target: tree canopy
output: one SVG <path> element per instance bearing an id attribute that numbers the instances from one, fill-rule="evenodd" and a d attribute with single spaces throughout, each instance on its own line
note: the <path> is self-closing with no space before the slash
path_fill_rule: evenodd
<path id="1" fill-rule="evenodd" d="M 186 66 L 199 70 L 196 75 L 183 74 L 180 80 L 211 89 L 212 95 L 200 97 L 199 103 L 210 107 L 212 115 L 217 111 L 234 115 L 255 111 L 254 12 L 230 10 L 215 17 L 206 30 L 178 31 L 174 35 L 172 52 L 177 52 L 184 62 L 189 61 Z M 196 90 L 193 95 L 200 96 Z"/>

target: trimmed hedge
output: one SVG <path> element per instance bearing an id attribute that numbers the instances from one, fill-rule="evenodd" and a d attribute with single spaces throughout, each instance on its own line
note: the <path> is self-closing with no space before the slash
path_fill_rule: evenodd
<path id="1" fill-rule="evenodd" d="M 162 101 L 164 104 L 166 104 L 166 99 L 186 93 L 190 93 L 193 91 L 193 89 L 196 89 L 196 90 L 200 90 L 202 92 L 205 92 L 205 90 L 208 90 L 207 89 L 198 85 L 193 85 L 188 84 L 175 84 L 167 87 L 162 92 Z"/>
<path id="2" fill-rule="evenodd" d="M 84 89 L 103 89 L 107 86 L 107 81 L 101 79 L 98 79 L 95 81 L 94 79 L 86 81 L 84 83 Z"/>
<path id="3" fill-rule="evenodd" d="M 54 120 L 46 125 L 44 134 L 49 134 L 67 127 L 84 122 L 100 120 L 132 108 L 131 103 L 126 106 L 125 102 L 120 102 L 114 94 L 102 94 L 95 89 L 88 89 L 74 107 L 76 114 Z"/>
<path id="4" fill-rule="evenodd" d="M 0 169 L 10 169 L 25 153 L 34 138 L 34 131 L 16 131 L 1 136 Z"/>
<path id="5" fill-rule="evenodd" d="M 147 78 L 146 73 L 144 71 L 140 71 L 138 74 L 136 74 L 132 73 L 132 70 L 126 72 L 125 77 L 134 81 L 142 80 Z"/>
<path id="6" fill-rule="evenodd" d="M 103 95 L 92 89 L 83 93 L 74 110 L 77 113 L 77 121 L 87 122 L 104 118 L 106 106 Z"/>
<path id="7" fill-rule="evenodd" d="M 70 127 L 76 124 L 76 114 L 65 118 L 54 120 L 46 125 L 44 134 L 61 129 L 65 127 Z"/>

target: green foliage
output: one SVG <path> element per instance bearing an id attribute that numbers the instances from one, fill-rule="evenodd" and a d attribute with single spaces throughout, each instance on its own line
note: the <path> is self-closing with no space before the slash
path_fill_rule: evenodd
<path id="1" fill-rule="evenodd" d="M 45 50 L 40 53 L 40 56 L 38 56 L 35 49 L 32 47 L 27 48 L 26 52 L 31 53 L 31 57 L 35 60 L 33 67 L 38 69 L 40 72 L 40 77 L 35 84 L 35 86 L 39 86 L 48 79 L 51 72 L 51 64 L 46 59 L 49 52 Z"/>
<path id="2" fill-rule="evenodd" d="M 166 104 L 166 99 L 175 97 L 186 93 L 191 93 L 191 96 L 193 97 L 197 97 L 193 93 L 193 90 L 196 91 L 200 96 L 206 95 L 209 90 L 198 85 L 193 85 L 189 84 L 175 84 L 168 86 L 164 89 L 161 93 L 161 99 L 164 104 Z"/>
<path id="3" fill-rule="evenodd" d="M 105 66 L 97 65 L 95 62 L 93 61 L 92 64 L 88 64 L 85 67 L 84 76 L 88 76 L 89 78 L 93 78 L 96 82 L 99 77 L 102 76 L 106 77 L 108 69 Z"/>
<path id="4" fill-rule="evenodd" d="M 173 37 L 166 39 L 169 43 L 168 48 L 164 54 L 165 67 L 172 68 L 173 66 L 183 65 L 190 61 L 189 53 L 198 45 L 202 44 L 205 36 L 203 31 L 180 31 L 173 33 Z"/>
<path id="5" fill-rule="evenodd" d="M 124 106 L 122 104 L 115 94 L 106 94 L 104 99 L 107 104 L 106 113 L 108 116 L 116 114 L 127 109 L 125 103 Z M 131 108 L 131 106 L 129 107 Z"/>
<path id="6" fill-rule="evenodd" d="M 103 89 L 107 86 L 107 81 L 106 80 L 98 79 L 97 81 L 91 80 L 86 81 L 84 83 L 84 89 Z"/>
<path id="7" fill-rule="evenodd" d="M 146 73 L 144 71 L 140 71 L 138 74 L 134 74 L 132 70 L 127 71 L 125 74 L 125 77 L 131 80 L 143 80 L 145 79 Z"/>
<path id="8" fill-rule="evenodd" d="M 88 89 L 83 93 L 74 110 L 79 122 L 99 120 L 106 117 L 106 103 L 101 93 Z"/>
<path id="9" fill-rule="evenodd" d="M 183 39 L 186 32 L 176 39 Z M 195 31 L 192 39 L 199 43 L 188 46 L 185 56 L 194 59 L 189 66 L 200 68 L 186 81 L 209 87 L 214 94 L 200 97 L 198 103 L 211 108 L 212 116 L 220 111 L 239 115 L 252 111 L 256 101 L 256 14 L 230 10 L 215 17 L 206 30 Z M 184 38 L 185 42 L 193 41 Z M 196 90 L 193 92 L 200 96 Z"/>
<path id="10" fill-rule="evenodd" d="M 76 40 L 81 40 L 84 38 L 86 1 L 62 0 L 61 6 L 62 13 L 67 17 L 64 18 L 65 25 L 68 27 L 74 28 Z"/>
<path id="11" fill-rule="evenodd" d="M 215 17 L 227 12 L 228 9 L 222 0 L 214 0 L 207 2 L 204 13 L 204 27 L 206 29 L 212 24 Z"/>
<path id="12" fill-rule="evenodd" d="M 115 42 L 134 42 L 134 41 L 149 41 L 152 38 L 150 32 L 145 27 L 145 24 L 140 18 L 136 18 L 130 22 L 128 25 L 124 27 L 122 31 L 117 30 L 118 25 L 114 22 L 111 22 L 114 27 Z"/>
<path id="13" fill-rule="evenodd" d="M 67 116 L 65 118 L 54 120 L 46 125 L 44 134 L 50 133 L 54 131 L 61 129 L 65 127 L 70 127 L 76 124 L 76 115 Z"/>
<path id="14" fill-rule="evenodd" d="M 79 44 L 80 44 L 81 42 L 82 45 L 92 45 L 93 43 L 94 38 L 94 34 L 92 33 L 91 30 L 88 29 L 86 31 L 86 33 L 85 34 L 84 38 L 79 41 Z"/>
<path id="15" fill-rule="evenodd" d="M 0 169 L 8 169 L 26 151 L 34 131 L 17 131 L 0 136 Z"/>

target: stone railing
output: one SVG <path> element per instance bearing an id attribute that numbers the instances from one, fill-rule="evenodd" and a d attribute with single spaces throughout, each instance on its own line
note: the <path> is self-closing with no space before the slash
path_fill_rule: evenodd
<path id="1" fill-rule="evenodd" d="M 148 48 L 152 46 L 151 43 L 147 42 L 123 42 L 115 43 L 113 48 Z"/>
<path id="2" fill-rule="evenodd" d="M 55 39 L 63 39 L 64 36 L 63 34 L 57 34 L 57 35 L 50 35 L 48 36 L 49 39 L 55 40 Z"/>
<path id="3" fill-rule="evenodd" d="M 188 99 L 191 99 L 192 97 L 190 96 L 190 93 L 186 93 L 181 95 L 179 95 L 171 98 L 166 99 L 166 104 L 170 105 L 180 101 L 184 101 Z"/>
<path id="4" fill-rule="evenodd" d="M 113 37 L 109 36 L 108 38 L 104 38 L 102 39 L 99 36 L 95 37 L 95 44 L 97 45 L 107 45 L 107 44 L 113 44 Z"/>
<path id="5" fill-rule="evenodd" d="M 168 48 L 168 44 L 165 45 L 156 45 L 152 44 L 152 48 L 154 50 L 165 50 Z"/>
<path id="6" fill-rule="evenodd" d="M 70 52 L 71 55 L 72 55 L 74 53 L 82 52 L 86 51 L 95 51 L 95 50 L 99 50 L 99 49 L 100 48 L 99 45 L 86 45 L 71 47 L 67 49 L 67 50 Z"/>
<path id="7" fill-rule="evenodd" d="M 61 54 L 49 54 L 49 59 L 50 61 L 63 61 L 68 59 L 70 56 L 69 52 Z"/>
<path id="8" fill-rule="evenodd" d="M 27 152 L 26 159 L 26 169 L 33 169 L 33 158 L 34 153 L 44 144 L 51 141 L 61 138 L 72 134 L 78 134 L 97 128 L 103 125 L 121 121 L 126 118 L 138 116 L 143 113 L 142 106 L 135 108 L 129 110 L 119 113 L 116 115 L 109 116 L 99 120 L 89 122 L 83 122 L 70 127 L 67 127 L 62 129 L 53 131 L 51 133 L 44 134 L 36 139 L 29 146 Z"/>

□ □ □ □

**What you should do**: Could you type out the records word for word, from the very first line down through the line that contains "124 L 76 114"?

**Answer for the task**:
target: tree canopy
output: one SVG <path> element per instance bearing an id attribute that numbers the instances from one, fill-rule="evenodd" and a d attribute with single spaces throughout, each instance on its own line
note: the <path> is self-closing with no space before the slash
path_fill_rule: evenodd
<path id="1" fill-rule="evenodd" d="M 186 66 L 199 70 L 196 75 L 183 74 L 180 80 L 211 89 L 212 95 L 200 97 L 199 103 L 210 107 L 212 115 L 217 111 L 234 115 L 255 111 L 254 12 L 230 10 L 215 17 L 206 30 L 178 31 L 174 35 L 172 52 L 177 52 L 184 62 L 189 61 Z M 196 90 L 193 95 L 200 96 Z"/>

target: trimmed hedge
output: one SVG <path> element per instance bearing an id attribute that numbers the instances from one, fill-rule="evenodd" and a d attribute with single spaces throughout, each instance on its own line
note: the <path> is self-closing with no space before the slash
path_fill_rule: evenodd
<path id="1" fill-rule="evenodd" d="M 162 101 L 164 104 L 166 104 L 166 99 L 186 93 L 190 93 L 193 91 L 193 89 L 196 89 L 196 90 L 200 90 L 202 92 L 205 92 L 205 90 L 208 90 L 207 89 L 198 85 L 193 85 L 188 84 L 175 84 L 167 87 L 162 92 Z"/>
<path id="2" fill-rule="evenodd" d="M 84 89 L 103 89 L 107 86 L 107 81 L 101 79 L 98 79 L 95 81 L 94 79 L 86 81 L 84 83 Z"/>
<path id="3" fill-rule="evenodd" d="M 54 120 L 46 125 L 44 134 L 49 134 L 67 127 L 84 122 L 100 120 L 132 108 L 131 103 L 126 106 L 125 102 L 120 102 L 114 94 L 102 94 L 95 89 L 88 89 L 74 107 L 76 114 Z"/>
<path id="4" fill-rule="evenodd" d="M 0 169 L 10 169 L 25 153 L 34 138 L 34 131 L 16 131 L 1 136 Z"/>
<path id="5" fill-rule="evenodd" d="M 147 78 L 146 73 L 144 71 L 140 71 L 138 74 L 136 74 L 132 73 L 132 70 L 126 72 L 125 77 L 134 81 L 142 80 Z"/>
<path id="6" fill-rule="evenodd" d="M 103 95 L 92 89 L 83 93 L 74 110 L 77 113 L 77 121 L 87 122 L 104 118 L 106 106 Z"/>
<path id="7" fill-rule="evenodd" d="M 70 127 L 76 124 L 76 114 L 65 118 L 54 120 L 46 125 L 44 134 L 61 129 L 65 127 Z"/>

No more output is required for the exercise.